## PAGE TEXT
·····

Built-in functions and operations

OUTPUT

This function is for output values.

[attr := ] OUTPUT(recordset [, [ format ] [,file [thorfileoptions ] ] [, NOXPATH ] [, UNORDERED | ORDERED( bool ) ] [, STABLE | UNSTABLE ] [, PARALLEL [ ( numthreads ) ] ] [, ALGORITHM( name ) ] );

[attr := ] OUTPUT(recordset, [ format ] ,file , CSV [ (csvoptions) ] [csvfileoptions ] [, NOXPATH ] [, UNORDERED | ORDERED( bool ) ] [, STABLE | UNSTABLE ] [, PARALLEL [ ( numthreads ) ] ] [, ALGORITHM( name ) ] );

[attr := ] OUTPUT(recordset, [ format ] , file , XML [ (xmloptions) ] [xmlfileoptions ] [, NOXPATH ] [, UNORDERED | ORDERED( bool ) ] [, STABLE | UNSTABLE ] [, PARALLEL [ ( numthreads ) ] ] [, ALGORITHM( name ) ] );

[attr := ] OUTPUT(recordset, [ format ] , file , JSON [ (jsonoptions) ] [jsonfileoptions ] [, NOXPATH ] [, UNORDERED | ORDERED( bool ) ] [, STABLE | UNSTABLE ] [, PARALLEL [ ( numthreads ) ] ] [, ALGORITHM( name ) ] );

[attr := ] OUTPUT(recordset, [ format ] ,PIPE( pipeoptions [, NOXPATH ] [, UNORDERED | ORDERED( bool ) ] [, STABLE | UNSTABLE ] [, PARALLEL [ ( numthreads ) ] ] [, ALGORITHM( name ) ] );

[attr := ] OUTPUT(recordset [, format ] , NAMED( name ) [,EXTEND] [,ALL] [, NOXPATH ] [, UNORDERED | ORDERED( bool ) ] [, STABLE | UNSTABLE ] [, PARALLEL [ ( numthreads ) ] ] [, ALGORITHM( name ) ] );

[attr := ] OUTPUT( expression [, NAMED( name ) ] [, NOXPATH ] [, UNORDERED | ORDERED( bool ) ] [, STABLE | UNSTABLE ] [, PARALLEL [ ( numthreads ) ] ] [, ALGORITHM( name ) ] );

[attr := ] OUTPUT( recordset , THOR [, NOXPATH ] [, UNORDERED | ORDERED( bool ) ] [, STABLE | UNSTABLE ] [, PARALLEL [ ( numthreads ) ] ] [, ALGORITHM( name ) ] );

For example, to output 111 to the test panel, you can write:

1	OUTPUT(1111, NAMED('test'));

TABLE

Used to create a new dataset (Dataset). The TABLE function takes a set of records (each defined by a RECORD structure) and an optional filter condition, and returns a new dataset.

·····

Collection entries
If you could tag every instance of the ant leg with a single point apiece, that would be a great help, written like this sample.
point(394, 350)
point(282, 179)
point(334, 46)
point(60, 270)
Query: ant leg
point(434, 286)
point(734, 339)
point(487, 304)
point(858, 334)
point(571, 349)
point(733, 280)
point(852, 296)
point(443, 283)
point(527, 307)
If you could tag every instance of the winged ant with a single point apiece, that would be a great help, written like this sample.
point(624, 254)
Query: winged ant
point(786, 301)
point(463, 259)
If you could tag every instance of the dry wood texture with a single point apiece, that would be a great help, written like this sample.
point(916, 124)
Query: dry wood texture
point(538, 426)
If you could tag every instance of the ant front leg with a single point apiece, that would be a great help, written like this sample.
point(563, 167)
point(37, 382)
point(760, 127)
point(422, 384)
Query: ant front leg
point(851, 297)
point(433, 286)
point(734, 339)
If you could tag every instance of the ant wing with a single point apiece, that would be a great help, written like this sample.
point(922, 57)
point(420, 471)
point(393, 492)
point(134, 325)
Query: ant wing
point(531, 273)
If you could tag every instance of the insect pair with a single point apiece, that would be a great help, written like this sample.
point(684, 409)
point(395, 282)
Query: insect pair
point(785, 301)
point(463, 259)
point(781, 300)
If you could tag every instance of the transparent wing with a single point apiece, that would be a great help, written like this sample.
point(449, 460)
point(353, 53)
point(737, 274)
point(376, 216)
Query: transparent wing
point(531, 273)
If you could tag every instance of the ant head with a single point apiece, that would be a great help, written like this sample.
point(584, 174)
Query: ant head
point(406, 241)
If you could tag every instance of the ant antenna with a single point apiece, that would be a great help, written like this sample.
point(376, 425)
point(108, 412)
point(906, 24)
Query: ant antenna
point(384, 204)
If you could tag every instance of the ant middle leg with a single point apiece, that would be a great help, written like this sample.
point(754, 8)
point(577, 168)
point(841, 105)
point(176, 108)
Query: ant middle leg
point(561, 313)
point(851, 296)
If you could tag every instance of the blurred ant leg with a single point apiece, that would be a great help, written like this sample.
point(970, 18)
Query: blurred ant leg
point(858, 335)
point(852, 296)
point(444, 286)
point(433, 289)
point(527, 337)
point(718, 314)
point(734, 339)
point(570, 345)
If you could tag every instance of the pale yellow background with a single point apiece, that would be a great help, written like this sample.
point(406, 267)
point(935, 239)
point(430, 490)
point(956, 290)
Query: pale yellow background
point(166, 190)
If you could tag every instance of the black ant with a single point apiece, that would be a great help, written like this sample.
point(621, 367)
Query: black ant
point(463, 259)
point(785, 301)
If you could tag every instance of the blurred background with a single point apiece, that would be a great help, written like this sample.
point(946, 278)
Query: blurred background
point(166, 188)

·····

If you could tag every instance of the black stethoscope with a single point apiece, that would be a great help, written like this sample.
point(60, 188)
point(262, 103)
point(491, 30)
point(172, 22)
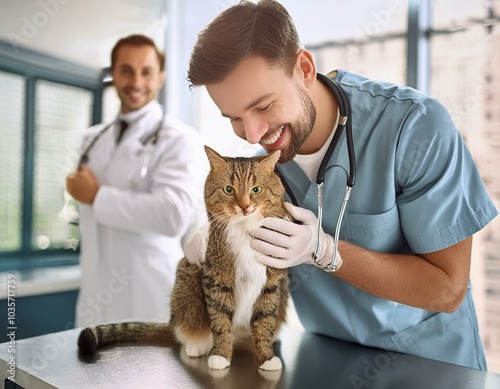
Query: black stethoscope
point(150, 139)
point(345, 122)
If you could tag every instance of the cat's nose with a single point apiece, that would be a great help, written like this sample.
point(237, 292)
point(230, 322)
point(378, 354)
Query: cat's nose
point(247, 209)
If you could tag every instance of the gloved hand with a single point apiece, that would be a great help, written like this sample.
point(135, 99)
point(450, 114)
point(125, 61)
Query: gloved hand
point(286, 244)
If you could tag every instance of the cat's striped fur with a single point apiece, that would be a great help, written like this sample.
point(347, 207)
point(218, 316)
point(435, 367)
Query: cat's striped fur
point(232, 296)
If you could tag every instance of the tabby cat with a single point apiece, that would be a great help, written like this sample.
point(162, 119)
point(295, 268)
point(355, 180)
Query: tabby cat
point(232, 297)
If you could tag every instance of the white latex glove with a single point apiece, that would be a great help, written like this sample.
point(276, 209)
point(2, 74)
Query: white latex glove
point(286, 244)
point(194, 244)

·····

## SET EXERCISE A
Could you rewrite the listing from the line with "If you could tag every instance of the black stethoscope" up to and including the line with "point(194, 244)", replacing "a great help" with "much appreciated" and leaving everything else unchanged? Omit the pictures from your answer.
## SET EXERCISE B
Can you carry on the page on built-in functions and operations from the point where it stops?
The page on built-in functions and operations and the listing are unrelated material.

## EXPECTED OUTPUT A
If you could tag every instance of the black stethoscope with a single point apiece, that would be much appreciated, written like this sample.
point(60, 188)
point(262, 103)
point(491, 30)
point(172, 22)
Query: black stethoscope
point(150, 139)
point(345, 122)
If you could tag every instance of the cat's nose with a single point apiece, that would be much appreciated, written like this sample.
point(237, 292)
point(230, 322)
point(378, 354)
Query: cat's nose
point(247, 209)
If you could tag every instance of the gloved hand with a single point apiece, that would be much appreciated, written like this sample.
point(135, 99)
point(450, 114)
point(125, 61)
Query: gloved hand
point(286, 244)
If you could tag every instance of the cat's striped fur with a single point apiece, that would be much appreciated, written like this sample.
point(347, 207)
point(218, 316)
point(435, 367)
Query: cat's striped fur
point(232, 296)
If you could tag every instance of the tabby cat with a single point apiece, that would be much appreciated, written like this sample.
point(162, 119)
point(295, 268)
point(355, 180)
Query: tabby cat
point(232, 297)
If you could tag every instance of the white latex glove with a single point apiece, that would be much appreciated, written like this sample.
point(276, 209)
point(2, 74)
Query: white latex glove
point(286, 244)
point(194, 244)

## EXPECTED OUTPUT B
person := RECORD
  STRING20 name;
  UNSIGNED1 age;
END;

people := DATASET
  (
    [ 
      {'John', 30 },
      {'Jane', 25 },
      {'Tom', 35 }
    ], 
    person
  );

adults := TABLE
  (
    people, 
    {
      STRING20 name := name;
      UNSIGNED1 age := age;
      BOOLEAN isAdult := age >= 18;
    }
  );

OUTPUT(adults);

PROJECT

Execute the TRANSFORM operation on each item in the DATASET.

TRANSFORM

Convert one DATASET to another DATASET according to the rules.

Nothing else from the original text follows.